> Input data
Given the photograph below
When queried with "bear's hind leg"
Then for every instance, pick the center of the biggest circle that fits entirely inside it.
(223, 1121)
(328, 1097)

> Task goal
Please give all of the entries again, exactly as written.

> Solution for this exercise
Given the photograph below
When queried with "bear's hind leg"
Then for every instance, pick the center of the biggest circle that fits entirely inside it.
(223, 1121)
(328, 1097)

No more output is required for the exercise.